- [DATA SUPPLIED]
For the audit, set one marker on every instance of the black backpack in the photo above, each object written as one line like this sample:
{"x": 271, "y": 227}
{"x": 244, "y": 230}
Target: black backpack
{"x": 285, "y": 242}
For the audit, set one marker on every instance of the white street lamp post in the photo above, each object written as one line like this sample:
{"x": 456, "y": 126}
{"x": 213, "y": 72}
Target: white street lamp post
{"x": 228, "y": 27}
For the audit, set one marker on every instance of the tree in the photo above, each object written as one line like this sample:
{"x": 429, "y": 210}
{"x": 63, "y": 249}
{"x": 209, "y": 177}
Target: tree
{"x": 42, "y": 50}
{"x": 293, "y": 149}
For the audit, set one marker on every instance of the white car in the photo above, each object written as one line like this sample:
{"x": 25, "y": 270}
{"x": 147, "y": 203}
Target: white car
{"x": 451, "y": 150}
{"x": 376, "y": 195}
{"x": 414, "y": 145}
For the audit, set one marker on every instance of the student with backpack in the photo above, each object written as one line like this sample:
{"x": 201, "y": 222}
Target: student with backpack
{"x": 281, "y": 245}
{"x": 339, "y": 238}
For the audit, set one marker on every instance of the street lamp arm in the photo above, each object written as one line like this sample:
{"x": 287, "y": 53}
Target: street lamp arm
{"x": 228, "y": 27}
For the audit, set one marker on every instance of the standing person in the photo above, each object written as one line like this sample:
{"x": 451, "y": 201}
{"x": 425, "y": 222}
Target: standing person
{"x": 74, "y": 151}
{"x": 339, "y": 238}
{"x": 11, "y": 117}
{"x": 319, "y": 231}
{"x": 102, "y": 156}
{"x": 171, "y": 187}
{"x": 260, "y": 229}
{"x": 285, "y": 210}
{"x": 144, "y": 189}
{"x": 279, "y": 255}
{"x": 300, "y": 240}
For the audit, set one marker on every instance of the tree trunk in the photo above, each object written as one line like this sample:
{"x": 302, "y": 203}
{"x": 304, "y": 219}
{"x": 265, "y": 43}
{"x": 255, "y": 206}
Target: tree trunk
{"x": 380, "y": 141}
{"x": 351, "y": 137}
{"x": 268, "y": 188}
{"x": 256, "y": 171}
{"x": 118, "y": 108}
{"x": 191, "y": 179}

- [WHAT YOU WILL DO]
Each line of the data that has the string "audit" counts once; give the total and nothing else.

- [ANSWER SPACE]
8